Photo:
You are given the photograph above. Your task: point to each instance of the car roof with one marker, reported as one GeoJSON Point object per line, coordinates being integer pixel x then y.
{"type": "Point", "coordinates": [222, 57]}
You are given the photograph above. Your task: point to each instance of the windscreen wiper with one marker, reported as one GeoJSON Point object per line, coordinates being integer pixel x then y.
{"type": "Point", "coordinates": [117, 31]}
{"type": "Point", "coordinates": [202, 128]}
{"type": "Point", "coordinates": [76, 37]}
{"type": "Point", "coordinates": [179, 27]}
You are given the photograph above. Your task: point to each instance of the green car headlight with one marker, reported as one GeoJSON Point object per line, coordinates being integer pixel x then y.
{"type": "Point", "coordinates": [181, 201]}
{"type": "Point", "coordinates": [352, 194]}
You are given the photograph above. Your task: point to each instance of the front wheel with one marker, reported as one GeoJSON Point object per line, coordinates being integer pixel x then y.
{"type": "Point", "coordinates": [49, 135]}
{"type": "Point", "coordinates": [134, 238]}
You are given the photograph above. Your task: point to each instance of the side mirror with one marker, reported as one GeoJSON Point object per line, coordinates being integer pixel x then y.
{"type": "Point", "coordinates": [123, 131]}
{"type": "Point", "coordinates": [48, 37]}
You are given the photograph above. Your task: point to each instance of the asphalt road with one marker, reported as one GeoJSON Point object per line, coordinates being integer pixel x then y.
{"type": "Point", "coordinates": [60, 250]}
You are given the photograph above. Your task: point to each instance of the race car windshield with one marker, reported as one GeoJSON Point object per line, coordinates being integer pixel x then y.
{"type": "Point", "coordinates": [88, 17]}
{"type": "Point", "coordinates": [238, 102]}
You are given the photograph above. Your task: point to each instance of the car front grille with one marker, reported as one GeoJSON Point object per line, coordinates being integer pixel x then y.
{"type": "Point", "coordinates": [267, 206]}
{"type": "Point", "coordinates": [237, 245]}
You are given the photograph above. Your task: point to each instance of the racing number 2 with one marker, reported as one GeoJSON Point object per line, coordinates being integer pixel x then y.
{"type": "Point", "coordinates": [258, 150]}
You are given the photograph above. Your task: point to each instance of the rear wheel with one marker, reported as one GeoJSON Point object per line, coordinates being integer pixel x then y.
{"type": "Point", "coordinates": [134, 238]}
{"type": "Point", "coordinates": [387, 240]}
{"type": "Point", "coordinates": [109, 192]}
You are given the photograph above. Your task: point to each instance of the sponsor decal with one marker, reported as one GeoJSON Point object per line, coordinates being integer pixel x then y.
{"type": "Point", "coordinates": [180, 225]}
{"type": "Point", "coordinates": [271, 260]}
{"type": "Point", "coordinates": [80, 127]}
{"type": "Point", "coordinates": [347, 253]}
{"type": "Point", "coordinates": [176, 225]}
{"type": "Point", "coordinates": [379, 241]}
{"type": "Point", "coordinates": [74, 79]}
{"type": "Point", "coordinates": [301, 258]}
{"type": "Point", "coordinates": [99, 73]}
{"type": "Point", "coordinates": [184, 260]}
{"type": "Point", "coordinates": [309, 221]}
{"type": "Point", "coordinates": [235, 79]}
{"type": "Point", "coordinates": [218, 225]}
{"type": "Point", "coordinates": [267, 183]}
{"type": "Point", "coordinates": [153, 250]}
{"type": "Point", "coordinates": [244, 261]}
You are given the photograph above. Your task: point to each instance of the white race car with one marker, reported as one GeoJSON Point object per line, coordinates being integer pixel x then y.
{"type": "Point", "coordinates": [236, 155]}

▬▬▬▬▬▬

- _Challenge_
Reproduce every line of the data above verbatim, in its original order.

- _Reply to the task_
Photo:
You are given the photograph above. Your task: point to each instance of the car roof with one marker, reported as one GeoJSON Point object per line, coordinates being integer pixel x then y.
{"type": "Point", "coordinates": [222, 57]}
You are given the photograph above. Your task: point to each instance of the windscreen wiper with one marker, reported as one GeoJSON Point object per line, coordinates being integer pixel x then y.
{"type": "Point", "coordinates": [117, 31]}
{"type": "Point", "coordinates": [202, 128]}
{"type": "Point", "coordinates": [76, 37]}
{"type": "Point", "coordinates": [179, 27]}
You are given the photograph above. Your task: point to each instance of the green car headlight with one marker, reported as one GeoJSON Point object per line, coordinates being integer pixel x then y.
{"type": "Point", "coordinates": [181, 201]}
{"type": "Point", "coordinates": [352, 194]}
You are given the photograph above. Your task: point to each instance of the front wheel with one marker, reported as one GeoJSON Point object per line, coordinates being integer pixel x then y.
{"type": "Point", "coordinates": [49, 135]}
{"type": "Point", "coordinates": [134, 238]}
You are given the photograph above. Your task: point to each instance of the side mirror with one marker, reported as one GeoJSON Point object per line, coordinates being integer pixel x then y.
{"type": "Point", "coordinates": [123, 131]}
{"type": "Point", "coordinates": [48, 37]}
You are given the photograph above. Your task: point to each instance of the asphalt road with one marker, reported as one GeoJSON Point object per line, coordinates being integer pixel x then y.
{"type": "Point", "coordinates": [60, 250]}
You are given the photograph above. Your task: point to each instance of the race car windshield with one marker, reported as one GeoJSON Point object per line, coordinates being integer pixel x then y.
{"type": "Point", "coordinates": [88, 17]}
{"type": "Point", "coordinates": [238, 102]}
You are given the photograph above. Your task: point to each instance of the car front grille with one marker, reported as one GeoJSON Point object per line, coordinates being integer pixel x then y.
{"type": "Point", "coordinates": [267, 206]}
{"type": "Point", "coordinates": [237, 245]}
You are given the photograph above. Your task: point to each instance of the racing number 2 with one marker, reported as one GeoJSON Point object per line, coordinates being integer pixel x then y.
{"type": "Point", "coordinates": [258, 150]}
You are given the photograph above. Your task: point to each instance of the rear wheel with one marker, reported as one GeoJSON Point object per line, coordinates being integer pixel x then y.
{"type": "Point", "coordinates": [134, 238]}
{"type": "Point", "coordinates": [387, 240]}
{"type": "Point", "coordinates": [109, 192]}
You are given the photograph above. Your task: point to each instance of the sponsor decal with one marker, reported as one GeoJSON Point object per line, coordinates being integer pixel x then y.
{"type": "Point", "coordinates": [180, 225]}
{"type": "Point", "coordinates": [271, 260]}
{"type": "Point", "coordinates": [80, 127]}
{"type": "Point", "coordinates": [347, 253]}
{"type": "Point", "coordinates": [176, 225]}
{"type": "Point", "coordinates": [379, 241]}
{"type": "Point", "coordinates": [74, 79]}
{"type": "Point", "coordinates": [301, 258]}
{"type": "Point", "coordinates": [99, 73]}
{"type": "Point", "coordinates": [184, 260]}
{"type": "Point", "coordinates": [309, 221]}
{"type": "Point", "coordinates": [235, 79]}
{"type": "Point", "coordinates": [218, 225]}
{"type": "Point", "coordinates": [267, 183]}
{"type": "Point", "coordinates": [153, 250]}
{"type": "Point", "coordinates": [244, 261]}
You are given the photograph above. Your task: point to each instance of the white race car with one marker, reported as one GeoJSON Point object per line, coordinates being integer pixel x then y.
{"type": "Point", "coordinates": [236, 155]}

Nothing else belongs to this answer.